* **Dataset content**:
───
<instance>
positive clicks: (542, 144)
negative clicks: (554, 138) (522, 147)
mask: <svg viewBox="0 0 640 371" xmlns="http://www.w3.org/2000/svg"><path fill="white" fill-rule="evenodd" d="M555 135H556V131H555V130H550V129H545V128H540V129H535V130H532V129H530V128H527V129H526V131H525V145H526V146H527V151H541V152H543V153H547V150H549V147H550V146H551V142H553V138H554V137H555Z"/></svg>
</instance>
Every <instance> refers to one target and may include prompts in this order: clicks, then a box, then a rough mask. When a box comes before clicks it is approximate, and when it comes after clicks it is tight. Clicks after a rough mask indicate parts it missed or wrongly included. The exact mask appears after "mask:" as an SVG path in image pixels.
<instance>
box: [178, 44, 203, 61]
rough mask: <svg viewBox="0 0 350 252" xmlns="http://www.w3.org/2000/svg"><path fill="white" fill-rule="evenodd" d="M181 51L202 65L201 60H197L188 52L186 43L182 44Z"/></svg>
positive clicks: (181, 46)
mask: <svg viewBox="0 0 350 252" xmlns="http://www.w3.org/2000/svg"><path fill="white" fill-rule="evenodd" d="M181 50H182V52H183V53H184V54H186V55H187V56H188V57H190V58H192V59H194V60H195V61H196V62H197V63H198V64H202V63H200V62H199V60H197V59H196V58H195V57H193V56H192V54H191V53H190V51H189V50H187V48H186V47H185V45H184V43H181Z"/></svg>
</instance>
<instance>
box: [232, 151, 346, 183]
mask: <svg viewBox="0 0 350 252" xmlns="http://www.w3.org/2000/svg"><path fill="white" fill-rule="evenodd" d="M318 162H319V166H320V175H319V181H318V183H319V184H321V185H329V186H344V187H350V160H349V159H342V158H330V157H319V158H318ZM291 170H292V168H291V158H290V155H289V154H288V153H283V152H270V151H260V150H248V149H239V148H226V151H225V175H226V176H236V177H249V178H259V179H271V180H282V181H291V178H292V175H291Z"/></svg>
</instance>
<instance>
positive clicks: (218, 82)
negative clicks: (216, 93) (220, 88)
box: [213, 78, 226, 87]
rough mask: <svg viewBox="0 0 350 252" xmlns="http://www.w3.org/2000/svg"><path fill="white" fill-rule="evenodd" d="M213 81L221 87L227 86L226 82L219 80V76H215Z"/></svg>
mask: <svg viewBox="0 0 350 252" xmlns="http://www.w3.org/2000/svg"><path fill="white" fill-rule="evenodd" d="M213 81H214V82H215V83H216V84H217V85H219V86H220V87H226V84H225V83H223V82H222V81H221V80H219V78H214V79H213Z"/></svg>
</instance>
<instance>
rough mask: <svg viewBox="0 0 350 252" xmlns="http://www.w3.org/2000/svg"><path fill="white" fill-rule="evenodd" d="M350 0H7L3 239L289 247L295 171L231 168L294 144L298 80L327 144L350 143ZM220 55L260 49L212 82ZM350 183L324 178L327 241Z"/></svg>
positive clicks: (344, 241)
───
The full set of entries must be restated exactly, with none omitted.

<instance>
positive clicks: (542, 144)
negative clicks: (554, 138) (522, 147)
mask: <svg viewBox="0 0 640 371" xmlns="http://www.w3.org/2000/svg"><path fill="white" fill-rule="evenodd" d="M555 135H556V131H555V130H550V129H545V128H540V129H535V130H532V129H530V128H527V129H526V131H525V145H526V146H527V151H541V152H543V153H547V150H549V147H550V146H551V142H553V138H554V137H555Z"/></svg>
</instance>
Every <instance> refers to one target and may include prompts in this order: clicks, then a box, then a rough mask. When a box comes before clicks it is approximate, and when it comes after clicks it is tight. Clicks after a rough mask indicate parts it missed or wrongly included. The exact mask appears after "mask:" as an SVG path in image pixels.
<instance>
box: [178, 44, 203, 61]
rough mask: <svg viewBox="0 0 350 252" xmlns="http://www.w3.org/2000/svg"><path fill="white" fill-rule="evenodd" d="M181 51L202 65L201 60H197L188 52L186 43L182 44Z"/></svg>
positive clicks: (181, 46)
mask: <svg viewBox="0 0 350 252" xmlns="http://www.w3.org/2000/svg"><path fill="white" fill-rule="evenodd" d="M181 50H182V52H183V53H184V54H186V55H187V56H188V57H190V58H192V59H194V60H195V61H196V62H197V63H198V64H202V63H200V62H199V60H197V59H196V58H195V57H193V56H192V54H191V53H190V51H189V50H187V48H186V47H185V45H184V43H181Z"/></svg>
</instance>
<instance>
box: [232, 151, 346, 183]
mask: <svg viewBox="0 0 350 252" xmlns="http://www.w3.org/2000/svg"><path fill="white" fill-rule="evenodd" d="M318 162H319V166H320V175H319V181H318V183H319V184H321V185H329V186H344V187H350V160H349V159H342V158H330V157H319V158H318ZM291 170H292V168H291V158H290V155H289V154H288V153H283V152H270V151H260V150H248V149H239V148H226V151H225V175H226V176H236V177H249V178H259V179H271V180H282V181H291V178H292V175H291Z"/></svg>
</instance>
<instance>
positive clicks: (218, 82)
negative clicks: (216, 93) (220, 88)
box: [213, 78, 226, 87]
rough mask: <svg viewBox="0 0 350 252" xmlns="http://www.w3.org/2000/svg"><path fill="white" fill-rule="evenodd" d="M213 81L221 87L227 86L226 82L219 80V76H215Z"/></svg>
mask: <svg viewBox="0 0 350 252" xmlns="http://www.w3.org/2000/svg"><path fill="white" fill-rule="evenodd" d="M213 81H214V82H215V83H216V84H217V85H219V86H220V87H226V84H225V83H223V82H222V81H221V80H219V78H214V79H213Z"/></svg>
</instance>
<instance>
rough mask: <svg viewBox="0 0 350 252" xmlns="http://www.w3.org/2000/svg"><path fill="white" fill-rule="evenodd" d="M350 0H7L3 239L289 247L295 171L231 168L294 144L298 80L327 144L350 143ZM220 55L260 49L212 82ZM350 183L324 178L327 241Z"/></svg>
positive clicks: (344, 241)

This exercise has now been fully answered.